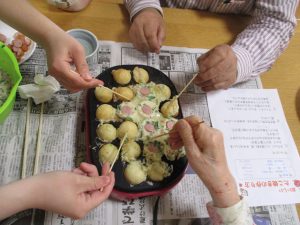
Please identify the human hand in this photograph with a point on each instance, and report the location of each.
(147, 31)
(205, 152)
(73, 194)
(217, 69)
(62, 51)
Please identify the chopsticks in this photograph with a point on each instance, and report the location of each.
(25, 147)
(171, 132)
(116, 93)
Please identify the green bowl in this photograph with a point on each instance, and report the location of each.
(9, 64)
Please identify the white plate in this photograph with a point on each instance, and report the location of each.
(9, 33)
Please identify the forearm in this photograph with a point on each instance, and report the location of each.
(266, 37)
(17, 196)
(25, 18)
(135, 6)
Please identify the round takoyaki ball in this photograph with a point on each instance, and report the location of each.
(157, 171)
(135, 173)
(107, 153)
(162, 91)
(130, 151)
(130, 128)
(106, 132)
(124, 91)
(103, 94)
(121, 76)
(106, 113)
(140, 75)
(170, 108)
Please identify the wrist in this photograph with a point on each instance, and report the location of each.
(225, 193)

★ ★ ★ ★ ★

> Given instruction
Render the rows from the line with "Please identify the round" through the final row above as a Markdown table with two columns, Number and Row text, numbering each line in order and omitting any blank lines.

> Finished answer
| Number | Row text |
|---|---|
| 1 | Please identify the round takoyaki ball in this photograph with a point on each instance, and report the location of each. |
| 2 | (157, 171) |
| 3 | (135, 173) |
| 4 | (107, 153) |
| 5 | (162, 91) |
| 6 | (130, 151) |
| 7 | (130, 128) |
| 8 | (106, 132) |
| 9 | (124, 91) |
| 10 | (103, 94) |
| 11 | (121, 76) |
| 12 | (106, 113) |
| 13 | (140, 75) |
| 14 | (170, 108) |
| 15 | Please identify the wrist in this photograph with a point on each instance, and report the location of each. |
| 16 | (225, 193) |